TEXT BLOCK »
● ● ●

# Who is still awake?



## boxerulez (27/9/16)

So... basically had too many energy drinks today.

Cannot sleep.

Just coiled and wicked my QuadFlex (Which I have just decided needs to be sold to fund a nice mini for my Fuchai landing tomorrow)

New coils and wicks allround though. XL and RDTA Plus.

After priming the XL and struggling with leaks once again... finally decided I am not going tank again.

Just messed up my entire train of thought as I will need an RDTA for the Fuchai.

Still cannot sleep.

SO snoring away and I honestly feel like tearing my skin off my body so humid it is tonight in East London.

Also in the back of my mind is the fact that some idiot crashed into my mint 1985 E30 318i  

They have no insurance and its not worth the claim for me so this weekend I will start the panelbeating and filling.

Think it is finally time for the entire respray.
Anyone like to chime in here???

Sent from my SM-A500F using Tapatalk


----------



## Heino13 (27/9/16)

Reporting

Sent from my ALE-L02 using Tapatalk


----------



## boxerulez (27/9/16)

Reporting for duty or reporting my post 

Sent from my SM-A500F using Tapatalk


----------



## Moosa86 (27/9/16)



Reactions: Funny 1


----------



## Silver (27/9/16)

Sorry to hear about the car @boxerulez 
Hope you can fix it up nicely
At least you are okay


----------



## zadiac (27/9/16)

I'm still awake since yesterday. Did night shift and only got home half an hour ago

Reactions: Funny 1


----------



## Silver (27/9/16)

zadiac said:


> I'm still awake since yesterday. Did night shift and only got home half an hour ago



Have a good sleep @zadiac 
I feel for you night shifters


----------



## zadiac (27/9/16)

Silver said:


> Have a good sleep @zadiac
> I feel for you night shifters



Sleep? Not a chance. I have to be in court today to testify. Have to leave now for court.


----------



## Silver (27/9/16)

zadiac said:


> Sleep? Not a chance. I have to be in court today to testify. Have to leave now for court.



Oh no
Good luck for that @zadiac
And thanks for all you do to try keep us safer!

Reactions: Like 2


----------



## Heino13 (28/9/16)

Seems like some rain

Sent from my ALE-L02 using Tapatalk

Reactions: Like 1


----------



## Heino13 (30/9/16)

Everyone sleeping early?

Sent from my ALE-L02 using Tapatalk


----------



## zadiac (1/10/16)

Got up at 3am. Getting ready for work.

Reactions: Like 1


----------



## Heino13 (3/10/16)

Monday again

Sent from my ALE-L02 using Tapatalk


----------



## blujeenz (3/10/16)

Heino13 said:


> Monday again
> 
> Sent from my ALE-L02 using Tapatalk


Every day is Saturday once you're retired.

Reactions: Like 1 | Funny 2


----------



## brotiform (3/10/16)

Hi


----------



## brotiform (5/10/16)

Up


----------



## RoSsIkId (5/10/16)

Just sent in my economics assignment. Had to much coffee and so i thought id come browse the forum

Reactions: Like 1


----------



## Warlock (5/10/16)

I'm Packing it in for the night ... Good night


----------

● ● ●

EXTRACTED DATA »
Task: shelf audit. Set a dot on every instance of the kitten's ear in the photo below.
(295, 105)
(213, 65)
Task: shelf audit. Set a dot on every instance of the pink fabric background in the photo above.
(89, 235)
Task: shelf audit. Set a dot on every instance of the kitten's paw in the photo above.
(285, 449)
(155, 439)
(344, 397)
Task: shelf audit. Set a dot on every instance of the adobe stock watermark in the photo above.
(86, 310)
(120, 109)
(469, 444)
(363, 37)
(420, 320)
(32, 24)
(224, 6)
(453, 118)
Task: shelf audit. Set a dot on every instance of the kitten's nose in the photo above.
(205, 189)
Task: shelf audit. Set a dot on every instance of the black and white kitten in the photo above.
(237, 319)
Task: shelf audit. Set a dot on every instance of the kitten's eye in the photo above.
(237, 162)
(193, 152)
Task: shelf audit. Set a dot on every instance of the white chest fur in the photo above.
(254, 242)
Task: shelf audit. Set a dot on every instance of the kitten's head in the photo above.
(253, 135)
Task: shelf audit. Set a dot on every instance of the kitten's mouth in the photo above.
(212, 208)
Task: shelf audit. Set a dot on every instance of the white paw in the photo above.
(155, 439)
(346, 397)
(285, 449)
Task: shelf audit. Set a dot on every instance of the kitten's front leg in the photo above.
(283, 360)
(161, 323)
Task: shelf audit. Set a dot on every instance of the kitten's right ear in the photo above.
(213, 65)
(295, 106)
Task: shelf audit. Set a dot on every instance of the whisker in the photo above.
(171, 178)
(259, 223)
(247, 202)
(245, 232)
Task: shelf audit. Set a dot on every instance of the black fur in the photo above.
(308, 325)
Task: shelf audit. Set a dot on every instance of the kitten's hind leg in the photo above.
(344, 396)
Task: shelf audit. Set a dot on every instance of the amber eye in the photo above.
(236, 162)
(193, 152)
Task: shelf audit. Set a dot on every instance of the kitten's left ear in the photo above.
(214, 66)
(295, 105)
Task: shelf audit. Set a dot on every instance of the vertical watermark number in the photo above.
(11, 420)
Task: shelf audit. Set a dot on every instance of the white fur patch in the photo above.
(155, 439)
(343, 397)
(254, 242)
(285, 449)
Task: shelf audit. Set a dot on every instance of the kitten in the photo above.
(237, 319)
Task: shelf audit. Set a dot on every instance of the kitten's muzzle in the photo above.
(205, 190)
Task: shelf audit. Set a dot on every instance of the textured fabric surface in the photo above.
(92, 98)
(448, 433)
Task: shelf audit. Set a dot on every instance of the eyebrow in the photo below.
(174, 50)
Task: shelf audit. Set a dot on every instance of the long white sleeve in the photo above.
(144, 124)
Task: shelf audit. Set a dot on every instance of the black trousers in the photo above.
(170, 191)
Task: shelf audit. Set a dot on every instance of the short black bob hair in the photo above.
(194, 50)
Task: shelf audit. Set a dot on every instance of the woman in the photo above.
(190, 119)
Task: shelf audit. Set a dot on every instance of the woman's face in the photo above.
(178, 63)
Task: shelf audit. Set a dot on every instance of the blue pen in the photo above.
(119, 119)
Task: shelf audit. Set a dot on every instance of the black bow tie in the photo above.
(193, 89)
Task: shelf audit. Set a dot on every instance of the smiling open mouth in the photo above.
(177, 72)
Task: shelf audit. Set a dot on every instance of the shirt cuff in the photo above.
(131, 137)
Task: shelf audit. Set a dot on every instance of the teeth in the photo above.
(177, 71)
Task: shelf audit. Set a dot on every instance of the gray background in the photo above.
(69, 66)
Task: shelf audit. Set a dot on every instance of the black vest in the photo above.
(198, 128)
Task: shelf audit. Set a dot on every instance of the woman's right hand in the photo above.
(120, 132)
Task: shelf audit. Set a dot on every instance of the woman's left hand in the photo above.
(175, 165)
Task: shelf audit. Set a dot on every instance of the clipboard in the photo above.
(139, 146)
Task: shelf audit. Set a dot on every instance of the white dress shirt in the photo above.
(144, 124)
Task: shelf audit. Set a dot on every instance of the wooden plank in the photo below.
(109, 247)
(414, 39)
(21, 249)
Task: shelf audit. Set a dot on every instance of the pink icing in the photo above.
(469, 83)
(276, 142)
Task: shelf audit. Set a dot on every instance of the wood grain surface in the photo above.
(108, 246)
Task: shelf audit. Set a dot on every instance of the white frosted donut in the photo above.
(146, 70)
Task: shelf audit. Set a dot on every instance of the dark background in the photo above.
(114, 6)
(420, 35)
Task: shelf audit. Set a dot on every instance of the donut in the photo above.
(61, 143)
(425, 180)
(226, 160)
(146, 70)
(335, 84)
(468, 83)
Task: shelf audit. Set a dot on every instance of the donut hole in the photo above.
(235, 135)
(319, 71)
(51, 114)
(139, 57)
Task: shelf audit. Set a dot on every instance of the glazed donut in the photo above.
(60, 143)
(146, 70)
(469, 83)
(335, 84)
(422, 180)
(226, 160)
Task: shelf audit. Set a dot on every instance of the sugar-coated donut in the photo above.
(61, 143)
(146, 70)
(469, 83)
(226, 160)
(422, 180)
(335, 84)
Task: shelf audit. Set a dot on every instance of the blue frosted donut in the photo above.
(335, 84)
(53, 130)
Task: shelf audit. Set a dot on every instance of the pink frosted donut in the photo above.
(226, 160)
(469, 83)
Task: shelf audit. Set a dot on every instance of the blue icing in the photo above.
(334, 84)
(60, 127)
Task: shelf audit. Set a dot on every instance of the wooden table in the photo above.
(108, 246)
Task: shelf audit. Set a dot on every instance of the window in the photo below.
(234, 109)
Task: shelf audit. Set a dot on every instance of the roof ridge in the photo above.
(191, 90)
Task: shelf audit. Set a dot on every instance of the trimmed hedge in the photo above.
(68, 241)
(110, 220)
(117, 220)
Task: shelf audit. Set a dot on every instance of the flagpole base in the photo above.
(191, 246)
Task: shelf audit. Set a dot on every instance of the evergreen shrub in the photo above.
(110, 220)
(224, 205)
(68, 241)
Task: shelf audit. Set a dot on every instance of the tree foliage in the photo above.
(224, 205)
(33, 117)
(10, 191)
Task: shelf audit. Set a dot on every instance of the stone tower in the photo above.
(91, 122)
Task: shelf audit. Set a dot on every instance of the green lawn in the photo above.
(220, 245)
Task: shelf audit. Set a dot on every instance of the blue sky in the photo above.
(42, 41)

● ● ●

WHAT NEEDS TO BE DONE » In the forum thread, which car does boxerulez say someone crashed into?

EXPECTED ANSWER » A mint 1985 E30 318i.